**Problemas:**
**1.** Segundo o trecho do documento, que destino de viagem era considerado rota fora de cogitação?
**2.** Transcreva literalmente a parte do trecho do documento que começa nas palavras "Arte sobre rodas" e termina após "realça numa viagem.".

Arte sobre rodas (VI)

Estabelece o senso comum que quase tudo na vida tem o lado bom e o lado ruim. Atualizando, acho que há o lado bom e o lado muito ruim. Essa dicotomia, esse maniqueísmo se realça numa viagem.

Antigamente (botem aí uns quarenta anos), quando os felizardos e felizardas da classe média chegavam de uma incursão pela Europa (engraçado, os Estados Unidos eram rota fora de cogitação), a parentada e os amigos e amigas (classe média também) eram convidados a ver os “slides” (minhas filhas, 38 e 34, nunca depararam esse quadradinho com um negativo no meio) ou folhear o cafona álbum de fotos da “aventura no estrangeiro” – rede social consistia nisso, nada de virtualidades. Numa visada com distanciamento histórico, cuido que o chamado dos esnobes assumia contornos de intimação porque, se convite fosse, ninguém ia, um pouco devido a uma invejazinha. Pensando bem, a título de reparação de danos, convidados parentes mereciam o suplício. Agora, fazer isso com o círculo de amigos… uma iniquidade.

**Bloco de dados:**
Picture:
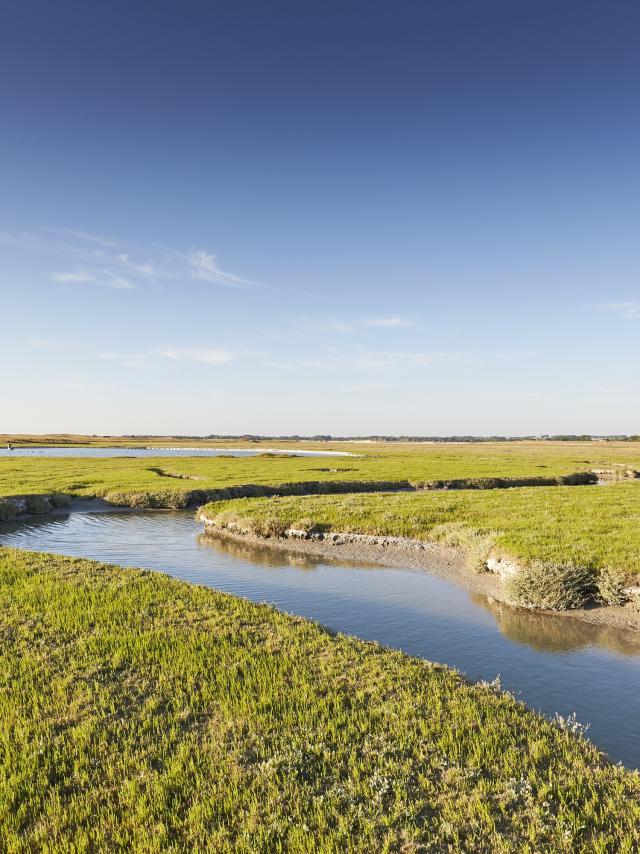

**Soluções dos problemas:**
**1.** Os Estados Unidos.

**2.**
Arte sobre rodas (VI)

Estabelece o senso comum que quase tudo na vida tem o lado bom e o lado ruim. Atualizando, acho que há o lado bom e o lado muito ruim. Essa dicotomia, esse maniqueísmo se realça numa viagem.